WHAT THE TASK ASKS
Pull out every line in the items below that contains the word "crane".

======

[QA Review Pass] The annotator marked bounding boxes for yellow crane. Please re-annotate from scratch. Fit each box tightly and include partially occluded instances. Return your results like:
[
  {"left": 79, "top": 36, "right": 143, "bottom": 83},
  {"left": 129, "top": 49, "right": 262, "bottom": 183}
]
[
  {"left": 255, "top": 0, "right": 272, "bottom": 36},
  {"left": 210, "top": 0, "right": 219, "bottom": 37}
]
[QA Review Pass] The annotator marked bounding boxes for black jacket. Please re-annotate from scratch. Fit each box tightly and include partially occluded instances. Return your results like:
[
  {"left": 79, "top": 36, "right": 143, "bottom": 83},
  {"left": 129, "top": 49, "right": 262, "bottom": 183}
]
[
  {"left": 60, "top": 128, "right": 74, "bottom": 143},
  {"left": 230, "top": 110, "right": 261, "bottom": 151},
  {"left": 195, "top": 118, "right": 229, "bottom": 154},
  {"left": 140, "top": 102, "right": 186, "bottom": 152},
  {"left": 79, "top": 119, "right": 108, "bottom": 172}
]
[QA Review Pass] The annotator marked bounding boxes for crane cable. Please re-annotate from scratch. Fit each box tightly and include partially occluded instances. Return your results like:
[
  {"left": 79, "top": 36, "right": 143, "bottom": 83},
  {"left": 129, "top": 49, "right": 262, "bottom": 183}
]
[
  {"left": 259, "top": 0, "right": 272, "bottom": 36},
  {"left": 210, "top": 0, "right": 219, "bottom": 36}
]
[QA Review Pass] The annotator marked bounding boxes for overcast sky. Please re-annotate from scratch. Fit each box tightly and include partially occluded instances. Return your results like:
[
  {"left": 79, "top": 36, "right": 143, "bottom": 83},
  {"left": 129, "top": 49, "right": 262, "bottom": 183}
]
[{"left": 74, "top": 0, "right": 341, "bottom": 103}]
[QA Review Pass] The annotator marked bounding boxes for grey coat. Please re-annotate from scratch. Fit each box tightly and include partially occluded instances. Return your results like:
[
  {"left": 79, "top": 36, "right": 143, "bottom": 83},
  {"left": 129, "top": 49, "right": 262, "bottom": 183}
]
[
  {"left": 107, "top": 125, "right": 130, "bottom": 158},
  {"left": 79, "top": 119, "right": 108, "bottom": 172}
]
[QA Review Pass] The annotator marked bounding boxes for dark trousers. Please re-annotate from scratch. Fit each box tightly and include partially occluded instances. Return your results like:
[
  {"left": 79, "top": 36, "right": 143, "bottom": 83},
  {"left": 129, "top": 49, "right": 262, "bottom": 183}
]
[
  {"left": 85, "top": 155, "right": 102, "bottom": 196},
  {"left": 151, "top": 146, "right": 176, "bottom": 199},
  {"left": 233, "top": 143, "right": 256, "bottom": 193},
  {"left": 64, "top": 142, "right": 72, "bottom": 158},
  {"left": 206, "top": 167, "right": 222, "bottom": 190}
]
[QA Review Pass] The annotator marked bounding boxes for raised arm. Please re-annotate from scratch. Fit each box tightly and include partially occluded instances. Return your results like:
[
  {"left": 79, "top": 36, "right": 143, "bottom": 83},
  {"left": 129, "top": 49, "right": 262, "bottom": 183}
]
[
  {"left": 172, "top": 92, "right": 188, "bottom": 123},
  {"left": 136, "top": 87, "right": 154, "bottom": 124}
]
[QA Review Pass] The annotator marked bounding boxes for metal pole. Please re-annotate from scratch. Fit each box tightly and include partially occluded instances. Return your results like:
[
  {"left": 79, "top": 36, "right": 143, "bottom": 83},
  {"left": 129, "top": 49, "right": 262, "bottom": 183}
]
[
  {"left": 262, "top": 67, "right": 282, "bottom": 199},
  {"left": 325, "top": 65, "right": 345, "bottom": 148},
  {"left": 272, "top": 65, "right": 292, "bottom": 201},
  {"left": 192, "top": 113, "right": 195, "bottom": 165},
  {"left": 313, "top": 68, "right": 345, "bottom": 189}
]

======

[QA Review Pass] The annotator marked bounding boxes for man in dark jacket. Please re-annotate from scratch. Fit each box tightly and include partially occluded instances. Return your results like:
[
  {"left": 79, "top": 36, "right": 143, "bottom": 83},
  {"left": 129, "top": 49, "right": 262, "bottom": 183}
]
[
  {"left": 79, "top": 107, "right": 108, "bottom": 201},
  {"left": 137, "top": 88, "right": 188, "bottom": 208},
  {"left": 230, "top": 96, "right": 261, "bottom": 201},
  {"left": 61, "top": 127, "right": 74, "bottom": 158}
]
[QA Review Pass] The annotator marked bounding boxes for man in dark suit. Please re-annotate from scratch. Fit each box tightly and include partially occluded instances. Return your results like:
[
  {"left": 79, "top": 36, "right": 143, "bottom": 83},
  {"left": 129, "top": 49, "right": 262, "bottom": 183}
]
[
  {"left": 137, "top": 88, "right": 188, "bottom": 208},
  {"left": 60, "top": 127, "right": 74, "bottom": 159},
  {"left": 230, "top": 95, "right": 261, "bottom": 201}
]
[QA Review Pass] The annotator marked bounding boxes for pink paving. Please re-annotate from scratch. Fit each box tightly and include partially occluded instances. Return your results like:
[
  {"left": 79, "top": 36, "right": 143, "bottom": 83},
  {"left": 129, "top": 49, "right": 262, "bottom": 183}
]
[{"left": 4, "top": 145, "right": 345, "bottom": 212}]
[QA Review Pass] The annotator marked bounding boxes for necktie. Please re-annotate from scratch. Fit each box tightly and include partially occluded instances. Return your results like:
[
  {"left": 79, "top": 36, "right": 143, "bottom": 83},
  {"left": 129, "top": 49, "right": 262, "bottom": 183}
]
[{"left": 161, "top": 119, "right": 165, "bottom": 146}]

======

CORRECT RESULT
[QA Review Pass] The annotator marked bounding boxes for yellow crane. Please re-annotate from scratch. Fit each box tightly and include partially occluded instances. Return your results like:
[QA Review Pass] The annotator marked bounding boxes for crane cable. Please re-annotate from scratch. Fit each box tightly and include partially occluded instances. Return your results like:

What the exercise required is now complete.